*WHAT TO DO*
Could you copy the records below exactly, leaving out any pictures they include?

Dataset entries
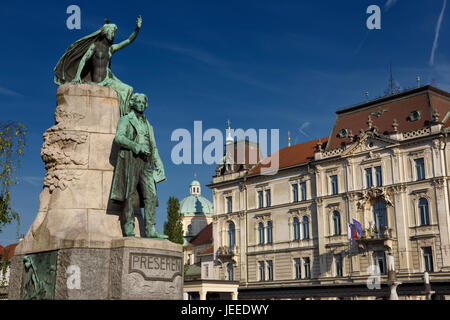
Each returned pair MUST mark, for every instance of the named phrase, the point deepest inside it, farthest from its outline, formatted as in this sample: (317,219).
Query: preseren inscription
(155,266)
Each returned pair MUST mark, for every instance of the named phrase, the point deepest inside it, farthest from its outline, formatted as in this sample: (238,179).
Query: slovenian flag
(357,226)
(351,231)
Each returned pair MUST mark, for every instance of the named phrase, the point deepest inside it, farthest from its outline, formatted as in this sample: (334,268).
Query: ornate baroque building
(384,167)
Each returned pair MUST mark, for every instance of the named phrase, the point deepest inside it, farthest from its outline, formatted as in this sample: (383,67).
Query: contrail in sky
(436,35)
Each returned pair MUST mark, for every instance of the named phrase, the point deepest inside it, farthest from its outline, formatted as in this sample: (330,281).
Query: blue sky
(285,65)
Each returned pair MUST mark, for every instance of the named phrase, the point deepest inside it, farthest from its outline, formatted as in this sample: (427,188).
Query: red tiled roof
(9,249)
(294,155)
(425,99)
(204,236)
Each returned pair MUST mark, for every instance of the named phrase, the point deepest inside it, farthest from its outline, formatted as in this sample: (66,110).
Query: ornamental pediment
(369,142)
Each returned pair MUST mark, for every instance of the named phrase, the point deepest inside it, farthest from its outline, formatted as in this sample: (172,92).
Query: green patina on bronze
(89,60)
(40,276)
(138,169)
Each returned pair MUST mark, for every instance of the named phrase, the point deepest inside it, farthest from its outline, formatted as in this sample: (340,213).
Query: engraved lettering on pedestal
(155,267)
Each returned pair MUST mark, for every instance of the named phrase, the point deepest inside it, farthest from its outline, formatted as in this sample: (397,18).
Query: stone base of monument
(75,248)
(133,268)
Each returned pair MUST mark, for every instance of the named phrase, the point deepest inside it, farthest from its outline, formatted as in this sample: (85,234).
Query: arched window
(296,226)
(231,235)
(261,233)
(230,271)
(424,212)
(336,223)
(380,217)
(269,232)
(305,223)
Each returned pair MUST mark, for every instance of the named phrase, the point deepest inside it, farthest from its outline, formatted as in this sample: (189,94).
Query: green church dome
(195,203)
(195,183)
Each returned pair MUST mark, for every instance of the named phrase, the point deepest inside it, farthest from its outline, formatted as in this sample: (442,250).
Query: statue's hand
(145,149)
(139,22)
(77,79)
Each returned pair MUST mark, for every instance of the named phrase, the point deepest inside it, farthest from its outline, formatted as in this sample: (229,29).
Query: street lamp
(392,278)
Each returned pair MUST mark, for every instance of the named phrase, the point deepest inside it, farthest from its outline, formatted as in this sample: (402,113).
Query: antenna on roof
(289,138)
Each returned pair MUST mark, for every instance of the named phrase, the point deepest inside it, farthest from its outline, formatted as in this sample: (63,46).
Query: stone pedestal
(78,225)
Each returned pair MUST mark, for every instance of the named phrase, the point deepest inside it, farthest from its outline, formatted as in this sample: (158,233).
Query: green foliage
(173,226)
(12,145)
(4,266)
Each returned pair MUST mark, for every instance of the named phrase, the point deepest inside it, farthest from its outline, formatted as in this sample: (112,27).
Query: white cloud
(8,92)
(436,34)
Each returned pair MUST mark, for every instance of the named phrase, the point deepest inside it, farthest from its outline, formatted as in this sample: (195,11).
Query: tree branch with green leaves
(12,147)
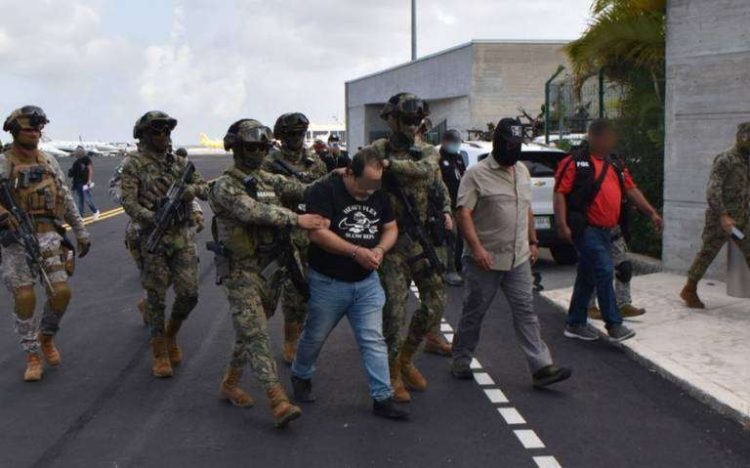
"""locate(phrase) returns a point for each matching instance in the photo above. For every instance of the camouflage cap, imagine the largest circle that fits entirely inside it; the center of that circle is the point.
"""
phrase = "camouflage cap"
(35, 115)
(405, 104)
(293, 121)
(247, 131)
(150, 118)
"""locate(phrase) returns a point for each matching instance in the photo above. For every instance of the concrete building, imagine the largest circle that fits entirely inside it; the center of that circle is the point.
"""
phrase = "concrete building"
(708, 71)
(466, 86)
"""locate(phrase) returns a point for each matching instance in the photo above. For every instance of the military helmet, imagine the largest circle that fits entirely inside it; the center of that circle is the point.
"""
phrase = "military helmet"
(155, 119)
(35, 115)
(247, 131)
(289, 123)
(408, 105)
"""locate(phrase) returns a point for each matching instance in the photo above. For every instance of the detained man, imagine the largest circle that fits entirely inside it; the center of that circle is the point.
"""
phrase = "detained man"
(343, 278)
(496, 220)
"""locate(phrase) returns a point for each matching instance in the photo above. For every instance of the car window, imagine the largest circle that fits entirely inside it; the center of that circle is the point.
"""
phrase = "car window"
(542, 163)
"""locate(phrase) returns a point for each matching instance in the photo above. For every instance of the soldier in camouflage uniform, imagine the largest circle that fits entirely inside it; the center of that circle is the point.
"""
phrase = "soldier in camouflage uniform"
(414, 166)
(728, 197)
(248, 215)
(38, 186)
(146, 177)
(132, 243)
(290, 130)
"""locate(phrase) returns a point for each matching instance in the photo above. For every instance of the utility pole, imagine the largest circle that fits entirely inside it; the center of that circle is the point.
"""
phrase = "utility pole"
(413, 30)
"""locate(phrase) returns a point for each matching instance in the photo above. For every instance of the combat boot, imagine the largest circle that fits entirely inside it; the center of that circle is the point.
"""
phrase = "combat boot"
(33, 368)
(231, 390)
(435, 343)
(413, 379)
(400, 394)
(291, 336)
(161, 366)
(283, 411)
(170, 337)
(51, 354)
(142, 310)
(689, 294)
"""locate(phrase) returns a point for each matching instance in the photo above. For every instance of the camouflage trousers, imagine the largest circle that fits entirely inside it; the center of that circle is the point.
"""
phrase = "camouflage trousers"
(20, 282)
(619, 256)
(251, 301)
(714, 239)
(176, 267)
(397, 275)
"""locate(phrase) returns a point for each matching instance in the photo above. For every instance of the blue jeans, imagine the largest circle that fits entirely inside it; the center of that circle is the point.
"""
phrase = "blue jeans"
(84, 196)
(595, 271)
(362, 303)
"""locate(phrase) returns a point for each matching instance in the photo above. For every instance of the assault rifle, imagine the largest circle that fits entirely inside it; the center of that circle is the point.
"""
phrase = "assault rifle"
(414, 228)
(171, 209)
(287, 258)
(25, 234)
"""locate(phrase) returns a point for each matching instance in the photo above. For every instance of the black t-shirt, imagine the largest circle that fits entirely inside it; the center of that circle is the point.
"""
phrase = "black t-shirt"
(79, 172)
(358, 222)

*SOLUTION TO THIS EXERCISE*
Each returned pair MUST mark, for every instance of the named phrase, the point deepest inside it, farthest from its outline, formatted as in this sample: (317,219).
Query: preseren inscription
(155,266)
Each returned pair MUST mark, for every instance of the named phrase, the point deepest inside it, farthest from its outline, formatted as in this sample: (238,179).
Query: slovenian flag
(357,226)
(351,231)
Each returned pair MUST mark, for every instance of the named phrase, the point deepest inside it, farthest from its outline, formatted as in this sample: (334,268).
Query: ornate baroque building
(384,167)
Each returned pair MUST mark, for every instance of the named phrase, the point deepest inside it, farthest from its outline, formatted as in this sample: (383,67).
Query: contrail in sky
(436,35)
Each returned pair MUST mark, for every instance of the named phrase, the point deepest inside it, farthest from its outline, formatted as in this sample: (330,281).
Query: blue sky
(285,65)
Each returned pair MUST mark, for every instance of the named phrase, the point deepest inside it, farthest from its outline, formatted as in this sample: (427,188).
Query: red tiled roof
(9,249)
(294,155)
(425,99)
(204,236)
Each returned pair MUST mark, for every instance of the named phrase, the point deepest inside it, farthest from its outline, formatted as in this sample: (66,110).
Query: ornamental pediment
(369,142)
Each returned pair MUST mark, for every instance of the named phrase, the point deepest inside it, farthest from its outline, formatted as in this sample: (172,92).
Query: green patina on bronze
(89,60)
(40,276)
(138,169)
Each returned pair MUST mark, for every instance of the named phrase, the point deepest inside it, farthest from its outline, formatted as in this sample: (340,213).
Query: engraved lettering on pedestal
(155,267)
Each returned pair MUST mark, for every instance of the named phrase, the point deepest inside it, farthest from its outline, formatted as in this sample: (397,18).
Query: stone base of monument
(75,248)
(133,268)
Each returned pair MUST mark, for every instance of the named phrase, the point deepest inside it, farthest from its outline, formatted as in this sample: (85,234).
Query: arched window
(296,226)
(231,235)
(261,233)
(230,271)
(424,212)
(336,223)
(380,217)
(269,232)
(305,223)
Each returned pair MUST mark, for every instance of the named phrase, the point deepest inside it, farthest from its outline, formatted as in this sample: (189,94).
Query: green church dome
(195,203)
(195,183)
Each returned pair MUST mark, for every instance of the named phrase, the point deepest inside it, farthest from its outline, formatted as in this sample: (442,250).
Query: statue's hand
(145,149)
(139,22)
(77,79)
Each returned pair MUST mark, for every instance of the named phrase, the point deepest inside it, farthest from its outline, formatted as in this sample: (229,29).
Query: street lamp
(392,278)
Each returned pair MUST mark, for every instance of the named phrase, the point deepest inside it, farthest from its outline, formatted as in this sample: (402,113).
Query: antenna on roof
(289,138)
Each returned pair MUST mark, for every instance of the named phrase, the point deepest inside it, farthest from its outline, formatted as in this sample: (63,46).
Query: stone pedestal
(78,225)
Each returned pair MUST mark, for every instance of the named phrase, the point deepest inside it, farthest from its outline, formatted as in this sample: (158,233).
Query: green foliage
(173,226)
(12,145)
(4,266)
Each returned pair MUST mark, for every instance of the named phrase, the point deepest inside it, farthest from its outline, formatted as in this sample: (112,27).
Query: white cloud
(8,92)
(436,34)
Each returned pair MUST mark, for every instance of the named phrase, the point deepest inside it, farthest from its outline, formatted as in this sample: (195,11).
Query: tree branch with green leaves
(12,147)
"""locate(phrase) returns a point for each matching instance in the photo above. For every instance of the camouflage cap, imagine the largest circle that fits entirely inside it; the center of that circle is the point.
"""
phrase = "camouflage cap"
(35, 115)
(405, 104)
(293, 121)
(247, 131)
(150, 118)
"""locate(phrase) returns a point for each matching instance in the photo above. For every instance of the concrete building, imagine the largest circle that fits entirely inside it; the center of that circle is the point.
"""
phrase = "concrete building"
(708, 71)
(466, 86)
"""locate(phrase) returns a point for each matching instance in the photo above. For every instance of the military helmet, imagine the largest circle that fits entirely inside it; the center of that circle is the point.
"""
phrase = "military helmet"
(155, 119)
(35, 115)
(247, 131)
(289, 123)
(408, 105)
"""locate(phrase) returns a point for each matching instance in the photo above. For every instance of the detained man, imagine the largest circle that fits entirely inside it; the center of that circle is the point.
"""
phrase = "detained man"
(343, 278)
(496, 220)
"""locate(phrase) returns a point for each matching instance in the photo above. For every instance of the car window, imagine the largest circle that fits entirely inside it; the center of that circle is the point.
"""
phrase = "car window"
(542, 163)
"""locate(phrase) returns a point for each matching instance in the photo above. For every instance of the soldier in camouflage uniform, imagine the largest circle that fits entirely inside it; the center of that circle is the point.
"""
phrase = "soldier in camouflage uniform"
(414, 166)
(728, 197)
(248, 215)
(38, 186)
(146, 177)
(132, 243)
(290, 130)
"""locate(phrase) returns a point for each matching instance in the photo above. For every instance of the utility pole, imagine the largest circle that fits entirely inside it; the center of that circle is the point.
"""
phrase = "utility pole"
(413, 30)
"""locate(phrase) returns a point for each matching instance in the photo above. For every instance of the combat boot, imagine the largest circle that fits entirely inside it; the center of that circle is the point.
"""
phrase = "combat boot"
(33, 368)
(231, 390)
(435, 343)
(413, 379)
(400, 394)
(291, 336)
(161, 366)
(283, 411)
(170, 337)
(51, 354)
(142, 310)
(689, 294)
"""locate(phrase) returns a point for each matching instance in the photo above. For every instance of the camouflage trousers, imagine the largest circle that fits entirely inside it; the center of that circle is the point.
"""
phrase = "camouflage trousers"
(20, 282)
(619, 256)
(251, 301)
(714, 239)
(176, 267)
(397, 275)
"""locate(phrase) returns a point for each matching instance in the photo above. For every instance of the blue jeans, imagine the largest circle that fits entirely inside it; the center of that circle is the point.
"""
phrase = "blue jeans"
(84, 196)
(595, 271)
(362, 303)
"""locate(phrase) returns a point for each matching instance in the photo above. For every instance of the assault rifle, imagine the largest circle that fits entirely inside it; the center of that circle is the point.
"""
phrase = "assault rifle"
(414, 228)
(171, 209)
(287, 258)
(25, 234)
"""locate(phrase) returns a point for each matching instance in the photo above. For every instance of the black t-shirt, imagine the largest circle that fits entirely inside it; the center of that circle is the point.
"""
phrase = "black t-shirt"
(79, 172)
(358, 222)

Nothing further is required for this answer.